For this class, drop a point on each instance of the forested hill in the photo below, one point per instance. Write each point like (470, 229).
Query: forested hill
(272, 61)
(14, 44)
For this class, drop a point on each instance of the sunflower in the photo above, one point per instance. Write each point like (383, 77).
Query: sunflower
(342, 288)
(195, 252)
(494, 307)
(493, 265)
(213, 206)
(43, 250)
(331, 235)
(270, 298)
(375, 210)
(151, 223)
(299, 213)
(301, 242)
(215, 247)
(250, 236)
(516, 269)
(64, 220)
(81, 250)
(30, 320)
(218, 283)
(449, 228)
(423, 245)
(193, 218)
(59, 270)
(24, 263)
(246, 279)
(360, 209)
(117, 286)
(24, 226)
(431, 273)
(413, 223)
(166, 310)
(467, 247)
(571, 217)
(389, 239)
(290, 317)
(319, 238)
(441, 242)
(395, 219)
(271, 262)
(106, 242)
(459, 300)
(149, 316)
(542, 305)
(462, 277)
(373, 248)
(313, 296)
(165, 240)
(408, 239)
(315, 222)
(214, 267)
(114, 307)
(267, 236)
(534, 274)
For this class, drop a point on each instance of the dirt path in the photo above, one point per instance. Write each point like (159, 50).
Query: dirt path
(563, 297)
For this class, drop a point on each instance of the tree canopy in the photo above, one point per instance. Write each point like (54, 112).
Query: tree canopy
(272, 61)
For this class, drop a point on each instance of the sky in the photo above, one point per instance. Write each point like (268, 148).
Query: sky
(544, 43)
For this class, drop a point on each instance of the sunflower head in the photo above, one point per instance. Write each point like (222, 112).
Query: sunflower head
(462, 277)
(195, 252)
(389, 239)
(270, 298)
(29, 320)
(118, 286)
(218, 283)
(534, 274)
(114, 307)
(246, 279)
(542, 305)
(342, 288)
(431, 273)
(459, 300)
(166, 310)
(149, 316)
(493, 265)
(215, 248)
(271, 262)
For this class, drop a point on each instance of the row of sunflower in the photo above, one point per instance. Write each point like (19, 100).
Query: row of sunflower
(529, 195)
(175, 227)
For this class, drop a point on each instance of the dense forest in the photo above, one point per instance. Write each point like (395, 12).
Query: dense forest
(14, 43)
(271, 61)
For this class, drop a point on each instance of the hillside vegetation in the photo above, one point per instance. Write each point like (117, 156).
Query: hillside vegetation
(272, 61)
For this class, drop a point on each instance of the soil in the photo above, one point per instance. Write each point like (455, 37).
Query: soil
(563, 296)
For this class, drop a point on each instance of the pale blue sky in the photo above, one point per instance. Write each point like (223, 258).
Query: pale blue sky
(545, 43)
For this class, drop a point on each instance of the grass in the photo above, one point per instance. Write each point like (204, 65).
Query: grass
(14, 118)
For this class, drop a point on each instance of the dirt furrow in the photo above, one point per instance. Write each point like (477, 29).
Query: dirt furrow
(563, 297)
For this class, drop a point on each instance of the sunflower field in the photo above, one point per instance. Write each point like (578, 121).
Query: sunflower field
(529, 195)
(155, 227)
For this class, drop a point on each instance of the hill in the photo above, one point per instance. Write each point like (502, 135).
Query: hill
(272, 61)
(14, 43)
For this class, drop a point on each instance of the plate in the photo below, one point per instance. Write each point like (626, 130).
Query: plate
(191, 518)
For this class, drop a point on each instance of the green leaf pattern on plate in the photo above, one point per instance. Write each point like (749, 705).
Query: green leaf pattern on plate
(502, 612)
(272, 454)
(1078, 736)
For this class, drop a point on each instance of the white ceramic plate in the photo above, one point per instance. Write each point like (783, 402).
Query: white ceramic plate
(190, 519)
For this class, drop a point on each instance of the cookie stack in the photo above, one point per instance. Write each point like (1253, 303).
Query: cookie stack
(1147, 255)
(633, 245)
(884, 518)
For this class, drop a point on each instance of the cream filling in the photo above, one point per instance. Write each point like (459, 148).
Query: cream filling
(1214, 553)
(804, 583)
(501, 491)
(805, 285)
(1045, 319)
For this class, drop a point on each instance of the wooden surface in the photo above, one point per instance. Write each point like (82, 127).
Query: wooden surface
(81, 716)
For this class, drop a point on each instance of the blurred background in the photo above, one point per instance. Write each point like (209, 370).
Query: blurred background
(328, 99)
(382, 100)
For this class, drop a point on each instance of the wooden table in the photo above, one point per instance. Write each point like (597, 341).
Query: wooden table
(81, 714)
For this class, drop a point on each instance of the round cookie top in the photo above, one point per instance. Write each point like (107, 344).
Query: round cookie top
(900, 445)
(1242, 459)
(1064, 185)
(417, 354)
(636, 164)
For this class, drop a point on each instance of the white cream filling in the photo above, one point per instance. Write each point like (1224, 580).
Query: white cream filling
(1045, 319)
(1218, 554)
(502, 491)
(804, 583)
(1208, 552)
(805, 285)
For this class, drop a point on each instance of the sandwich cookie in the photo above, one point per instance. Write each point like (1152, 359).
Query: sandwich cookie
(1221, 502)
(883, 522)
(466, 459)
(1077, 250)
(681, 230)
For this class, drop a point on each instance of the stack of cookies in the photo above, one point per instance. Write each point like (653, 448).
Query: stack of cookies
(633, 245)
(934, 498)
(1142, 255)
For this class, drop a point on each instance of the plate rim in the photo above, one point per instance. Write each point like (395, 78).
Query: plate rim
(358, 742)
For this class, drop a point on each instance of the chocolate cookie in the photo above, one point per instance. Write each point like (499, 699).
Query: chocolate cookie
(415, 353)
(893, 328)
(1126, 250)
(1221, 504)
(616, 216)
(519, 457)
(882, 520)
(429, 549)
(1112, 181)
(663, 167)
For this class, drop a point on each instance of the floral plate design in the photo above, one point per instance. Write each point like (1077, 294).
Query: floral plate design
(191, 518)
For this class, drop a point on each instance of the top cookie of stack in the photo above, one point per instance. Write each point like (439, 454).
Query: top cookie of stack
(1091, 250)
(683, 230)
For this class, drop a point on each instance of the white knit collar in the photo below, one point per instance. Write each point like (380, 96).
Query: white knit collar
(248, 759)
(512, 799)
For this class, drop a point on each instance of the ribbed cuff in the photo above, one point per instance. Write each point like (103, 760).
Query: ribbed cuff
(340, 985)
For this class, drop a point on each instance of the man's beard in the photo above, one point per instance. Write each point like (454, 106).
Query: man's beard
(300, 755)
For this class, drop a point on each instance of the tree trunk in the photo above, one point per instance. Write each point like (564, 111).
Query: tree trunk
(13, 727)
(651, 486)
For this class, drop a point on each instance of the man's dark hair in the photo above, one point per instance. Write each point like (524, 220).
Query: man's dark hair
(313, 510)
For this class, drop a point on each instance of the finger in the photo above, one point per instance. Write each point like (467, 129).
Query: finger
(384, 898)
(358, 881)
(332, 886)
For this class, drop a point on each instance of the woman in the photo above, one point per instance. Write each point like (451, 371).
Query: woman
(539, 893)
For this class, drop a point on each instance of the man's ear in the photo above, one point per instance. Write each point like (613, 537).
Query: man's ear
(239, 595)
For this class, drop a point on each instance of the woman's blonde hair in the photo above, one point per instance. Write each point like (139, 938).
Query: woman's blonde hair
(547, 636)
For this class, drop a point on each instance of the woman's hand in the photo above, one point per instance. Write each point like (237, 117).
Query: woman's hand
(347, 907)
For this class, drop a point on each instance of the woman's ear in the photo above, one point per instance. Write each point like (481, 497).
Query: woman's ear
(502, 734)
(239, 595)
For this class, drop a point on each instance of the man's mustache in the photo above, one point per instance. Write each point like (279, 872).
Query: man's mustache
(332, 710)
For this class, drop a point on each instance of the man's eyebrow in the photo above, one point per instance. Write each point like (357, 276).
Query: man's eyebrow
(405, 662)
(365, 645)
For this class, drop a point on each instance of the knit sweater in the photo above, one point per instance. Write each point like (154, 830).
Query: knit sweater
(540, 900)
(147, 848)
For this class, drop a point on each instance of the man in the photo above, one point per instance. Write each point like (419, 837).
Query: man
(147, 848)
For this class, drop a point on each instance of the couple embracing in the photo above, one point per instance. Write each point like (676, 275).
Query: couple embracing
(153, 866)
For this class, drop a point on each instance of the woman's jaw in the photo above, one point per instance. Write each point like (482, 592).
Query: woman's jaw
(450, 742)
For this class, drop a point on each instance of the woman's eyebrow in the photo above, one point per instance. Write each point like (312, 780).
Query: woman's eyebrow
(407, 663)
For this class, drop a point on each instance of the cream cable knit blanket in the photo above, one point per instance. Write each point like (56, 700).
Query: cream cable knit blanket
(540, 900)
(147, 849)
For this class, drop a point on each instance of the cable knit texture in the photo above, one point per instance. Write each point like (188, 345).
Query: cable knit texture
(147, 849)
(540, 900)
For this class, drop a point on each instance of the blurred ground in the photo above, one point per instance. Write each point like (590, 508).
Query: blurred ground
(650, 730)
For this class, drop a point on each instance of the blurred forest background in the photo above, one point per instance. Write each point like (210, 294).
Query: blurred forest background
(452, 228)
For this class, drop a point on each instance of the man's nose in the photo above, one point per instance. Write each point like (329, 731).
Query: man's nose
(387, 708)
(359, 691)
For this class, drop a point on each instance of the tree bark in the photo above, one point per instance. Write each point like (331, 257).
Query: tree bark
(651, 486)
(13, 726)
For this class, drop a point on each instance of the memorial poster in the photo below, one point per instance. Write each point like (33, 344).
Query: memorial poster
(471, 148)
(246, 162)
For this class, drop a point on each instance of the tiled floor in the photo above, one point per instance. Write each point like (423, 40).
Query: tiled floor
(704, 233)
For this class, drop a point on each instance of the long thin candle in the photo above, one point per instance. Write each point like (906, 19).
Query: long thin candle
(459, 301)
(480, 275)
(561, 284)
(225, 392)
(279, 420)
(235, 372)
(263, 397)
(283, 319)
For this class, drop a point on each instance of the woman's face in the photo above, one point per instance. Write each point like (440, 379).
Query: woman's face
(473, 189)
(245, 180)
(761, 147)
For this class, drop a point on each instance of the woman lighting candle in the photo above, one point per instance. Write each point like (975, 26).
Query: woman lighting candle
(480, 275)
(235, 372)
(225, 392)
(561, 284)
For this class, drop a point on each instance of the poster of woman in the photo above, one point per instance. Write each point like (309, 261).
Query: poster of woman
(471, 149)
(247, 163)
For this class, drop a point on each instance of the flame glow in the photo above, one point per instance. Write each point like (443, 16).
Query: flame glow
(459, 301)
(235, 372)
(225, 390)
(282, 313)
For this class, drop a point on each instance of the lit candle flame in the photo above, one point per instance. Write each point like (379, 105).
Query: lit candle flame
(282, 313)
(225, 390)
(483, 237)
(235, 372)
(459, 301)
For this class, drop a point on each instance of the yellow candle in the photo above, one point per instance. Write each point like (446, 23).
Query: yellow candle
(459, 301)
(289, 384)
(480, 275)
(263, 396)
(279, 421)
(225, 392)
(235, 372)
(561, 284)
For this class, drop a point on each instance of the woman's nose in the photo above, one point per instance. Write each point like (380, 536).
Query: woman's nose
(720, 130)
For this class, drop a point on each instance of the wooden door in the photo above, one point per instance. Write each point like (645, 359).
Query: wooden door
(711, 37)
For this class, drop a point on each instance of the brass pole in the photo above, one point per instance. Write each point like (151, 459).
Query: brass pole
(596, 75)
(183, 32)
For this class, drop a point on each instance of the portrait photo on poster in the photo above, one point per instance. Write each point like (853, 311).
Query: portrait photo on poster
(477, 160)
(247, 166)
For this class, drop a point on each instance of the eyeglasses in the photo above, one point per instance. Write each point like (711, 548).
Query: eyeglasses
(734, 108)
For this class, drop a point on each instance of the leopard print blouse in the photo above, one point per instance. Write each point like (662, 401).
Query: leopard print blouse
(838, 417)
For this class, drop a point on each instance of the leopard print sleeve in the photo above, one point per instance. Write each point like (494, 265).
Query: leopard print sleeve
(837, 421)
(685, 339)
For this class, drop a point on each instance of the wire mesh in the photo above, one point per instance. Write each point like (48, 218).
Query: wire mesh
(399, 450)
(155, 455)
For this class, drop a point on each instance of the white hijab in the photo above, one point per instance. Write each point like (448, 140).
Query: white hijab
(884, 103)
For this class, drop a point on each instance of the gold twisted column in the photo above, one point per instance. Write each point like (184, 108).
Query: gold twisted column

--

» Instruction: Send back exactly the lines from the line with "like (494, 265)." through the end of the records.

» Response to this exercise:
For this class, drop a point on each instance of the leopard print sleeve in the photo above, one point per instance. Write each point like (494, 265).
Query: leopard print sleeve
(837, 421)
(685, 339)
For this class, drop a point on each instance of the wire mesh in the photo above, one point per instance. Write each point like (48, 218).
Query: wire mesh
(399, 450)
(155, 455)
For this class, drop a point on each instance of the white hijab in the photo above, one point per instance. Write each point like (448, 140).
Query: white hijab
(884, 103)
For this class, drop a point on each instance of the gold twisted column in the photo above, one point per instance. Write each point like (184, 108).
Query: gold twisted column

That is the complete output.